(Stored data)
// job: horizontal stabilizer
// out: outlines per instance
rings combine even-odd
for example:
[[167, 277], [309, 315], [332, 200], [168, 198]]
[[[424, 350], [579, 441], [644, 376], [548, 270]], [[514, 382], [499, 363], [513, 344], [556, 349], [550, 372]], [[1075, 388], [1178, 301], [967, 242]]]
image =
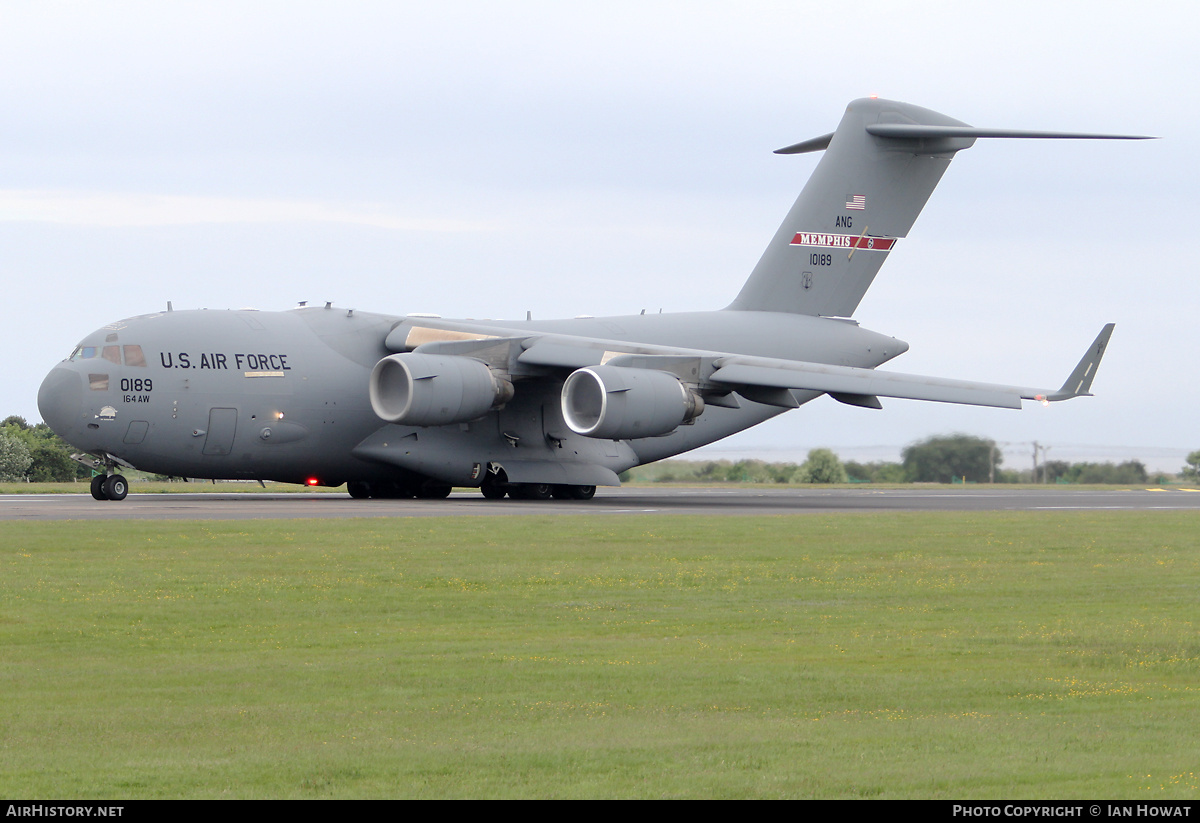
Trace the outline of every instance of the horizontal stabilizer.
[[814, 137], [811, 140], [804, 140], [800, 143], [793, 143], [790, 146], [784, 146], [782, 149], [775, 149], [776, 154], [808, 154], [810, 151], [825, 151], [829, 148], [829, 141], [833, 139], [833, 132], [822, 134], [820, 137]]
[[[942, 137], [1013, 137], [1034, 140], [1157, 140], [1144, 134], [1092, 134], [1074, 131], [1030, 131], [1028, 129], [981, 129], [975, 126], [929, 126], [921, 123], [871, 123], [867, 133], [876, 137], [924, 140]], [[819, 138], [818, 138], [819, 139]], [[813, 142], [812, 140], [808, 142]], [[797, 145], [804, 145], [798, 143]], [[813, 149], [806, 149], [812, 151]], [[792, 154], [780, 149], [776, 154]]]

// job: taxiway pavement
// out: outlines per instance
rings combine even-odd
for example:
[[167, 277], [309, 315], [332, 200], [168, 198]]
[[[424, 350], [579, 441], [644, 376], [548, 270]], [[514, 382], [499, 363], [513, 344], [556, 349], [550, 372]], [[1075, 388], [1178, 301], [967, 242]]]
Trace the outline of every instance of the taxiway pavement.
[[[136, 487], [135, 487], [136, 488]], [[120, 502], [89, 494], [0, 496], [4, 520], [254, 520], [342, 517], [466, 517], [514, 514], [781, 515], [932, 511], [1200, 510], [1200, 489], [1088, 491], [1004, 489], [600, 489], [588, 501], [486, 500], [456, 492], [445, 500], [354, 500], [345, 493], [130, 494]]]

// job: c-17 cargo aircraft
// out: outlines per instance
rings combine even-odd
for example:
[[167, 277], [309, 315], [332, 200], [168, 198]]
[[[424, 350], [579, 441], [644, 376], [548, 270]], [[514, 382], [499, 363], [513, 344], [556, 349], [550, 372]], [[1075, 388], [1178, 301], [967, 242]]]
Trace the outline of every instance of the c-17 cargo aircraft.
[[942, 173], [978, 138], [1145, 139], [974, 128], [906, 103], [852, 102], [741, 292], [708, 312], [450, 320], [301, 306], [110, 323], [51, 370], [50, 427], [121, 500], [122, 467], [346, 483], [351, 496], [584, 500], [619, 472], [828, 394], [1020, 408], [1090, 394], [1113, 325], [1058, 388], [881, 371], [908, 344], [850, 319]]

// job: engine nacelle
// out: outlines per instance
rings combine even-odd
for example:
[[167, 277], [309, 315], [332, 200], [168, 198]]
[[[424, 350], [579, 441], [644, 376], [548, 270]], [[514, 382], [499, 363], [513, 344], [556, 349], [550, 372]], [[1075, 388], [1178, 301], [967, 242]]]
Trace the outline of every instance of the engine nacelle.
[[704, 411], [704, 401], [669, 372], [589, 366], [563, 383], [562, 413], [576, 434], [612, 440], [670, 434]]
[[389, 423], [465, 423], [512, 399], [512, 383], [471, 357], [406, 352], [371, 370], [371, 408]]

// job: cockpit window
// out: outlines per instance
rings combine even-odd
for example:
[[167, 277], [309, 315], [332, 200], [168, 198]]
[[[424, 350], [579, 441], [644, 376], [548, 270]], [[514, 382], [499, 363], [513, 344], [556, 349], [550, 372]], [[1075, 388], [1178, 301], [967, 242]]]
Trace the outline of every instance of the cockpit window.
[[99, 355], [110, 363], [121, 365], [122, 349], [125, 354], [125, 365], [135, 368], [146, 367], [146, 355], [141, 346], [76, 346], [69, 360], [91, 360]]
[[88, 388], [92, 391], [108, 391], [107, 374], [89, 374]]

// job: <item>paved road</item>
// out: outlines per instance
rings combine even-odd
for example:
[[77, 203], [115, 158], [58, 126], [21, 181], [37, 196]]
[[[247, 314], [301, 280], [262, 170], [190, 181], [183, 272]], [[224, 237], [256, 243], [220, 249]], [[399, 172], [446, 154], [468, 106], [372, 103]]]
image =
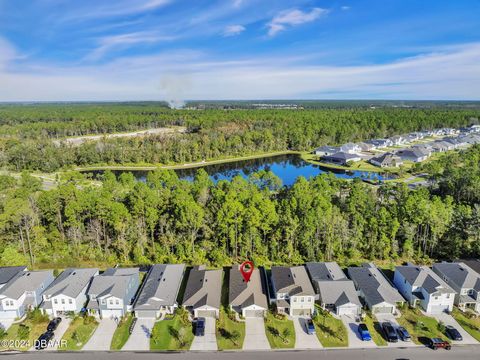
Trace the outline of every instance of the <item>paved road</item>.
[[215, 335], [216, 320], [212, 317], [205, 318], [205, 335], [195, 336], [190, 350], [217, 350], [217, 337]]
[[[11, 355], [14, 360], [478, 360], [479, 345], [457, 346], [451, 351], [433, 351], [427, 348], [383, 348], [351, 350], [291, 350], [241, 352], [184, 352], [184, 353], [131, 353], [131, 352], [35, 352]], [[8, 359], [7, 357], [5, 359]]]
[[[441, 313], [441, 314], [432, 314], [429, 315], [437, 319], [437, 321], [442, 321], [445, 325], [451, 325], [455, 329], [458, 330], [458, 332], [462, 335], [463, 340], [462, 341], [453, 341], [454, 344], [478, 344], [478, 341], [475, 340], [472, 335], [470, 335], [468, 332], [465, 331], [464, 328], [460, 326], [460, 324], [453, 318], [452, 315], [449, 315], [447, 313]], [[480, 357], [480, 356], [479, 356]]]
[[115, 320], [107, 318], [100, 320], [92, 337], [83, 347], [83, 350], [110, 350], [113, 333], [117, 329]]
[[[375, 316], [377, 320], [380, 322], [380, 324], [383, 324], [385, 321], [389, 321], [395, 329], [400, 326], [400, 324], [398, 323], [395, 316], [393, 316], [393, 314], [375, 314]], [[414, 347], [418, 345], [416, 345], [413, 341], [402, 341], [398, 339], [398, 342], [396, 343], [389, 342], [388, 346], [389, 347]]]
[[293, 317], [295, 327], [295, 349], [321, 349], [322, 344], [318, 341], [317, 335], [309, 335], [306, 330], [307, 317]]
[[132, 334], [123, 346], [122, 350], [147, 351], [150, 349], [150, 337], [152, 335], [154, 319], [137, 319]]
[[362, 341], [360, 334], [358, 333], [358, 323], [355, 321], [353, 315], [341, 315], [340, 318], [343, 321], [348, 333], [348, 346], [350, 348], [362, 349], [362, 348], [375, 348], [377, 345], [370, 341]]
[[270, 343], [265, 334], [265, 320], [263, 317], [245, 318], [245, 340], [243, 350], [267, 350]]

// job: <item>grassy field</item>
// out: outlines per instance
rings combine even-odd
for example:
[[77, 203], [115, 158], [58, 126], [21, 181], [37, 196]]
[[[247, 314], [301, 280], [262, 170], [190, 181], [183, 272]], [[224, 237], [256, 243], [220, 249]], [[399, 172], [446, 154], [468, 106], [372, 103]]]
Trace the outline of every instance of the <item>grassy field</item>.
[[155, 324], [150, 338], [150, 350], [188, 350], [193, 341], [190, 321], [180, 315]]
[[380, 328], [380, 323], [377, 319], [372, 315], [367, 314], [363, 322], [367, 325], [373, 342], [377, 344], [377, 346], [387, 346], [387, 341], [382, 336], [382, 329]]
[[416, 344], [422, 344], [422, 338], [439, 337], [447, 340], [445, 335], [440, 331], [438, 321], [432, 317], [423, 315], [418, 309], [410, 309], [405, 307], [400, 310], [402, 316], [397, 319], [410, 333], [412, 340]]
[[128, 330], [133, 321], [133, 315], [129, 314], [124, 317], [117, 329], [113, 333], [112, 343], [110, 344], [110, 350], [120, 350], [130, 337]]
[[94, 318], [77, 316], [63, 335], [62, 340], [67, 341], [66, 345], [59, 350], [81, 350], [90, 340], [97, 326], [98, 322]]
[[[47, 331], [47, 325], [48, 318], [26, 319], [20, 324], [13, 324], [2, 338], [0, 350], [26, 351], [30, 349], [35, 340]], [[28, 327], [28, 330], [25, 327]]]
[[477, 341], [480, 341], [480, 318], [469, 318], [457, 308], [453, 308], [452, 316], [466, 332], [472, 335]]
[[241, 349], [245, 339], [245, 323], [233, 321], [224, 309], [217, 320], [217, 345], [219, 350]]
[[347, 329], [342, 320], [334, 318], [328, 311], [317, 308], [314, 318], [318, 340], [323, 347], [348, 346]]
[[295, 346], [293, 321], [278, 318], [268, 312], [265, 319], [265, 332], [272, 349], [289, 349]]

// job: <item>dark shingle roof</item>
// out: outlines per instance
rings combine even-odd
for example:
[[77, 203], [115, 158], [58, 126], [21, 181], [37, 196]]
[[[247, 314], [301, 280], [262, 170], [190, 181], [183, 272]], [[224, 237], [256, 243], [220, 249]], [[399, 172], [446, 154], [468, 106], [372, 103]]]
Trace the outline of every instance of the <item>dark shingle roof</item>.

> [The task]: Could you copy every line from the records that mentions the word "dark"?

> [Response to the task]:
// job: <item>dark shingle roof</item>
Trace the outline of every instance of the <item>dark shingle roof</item>.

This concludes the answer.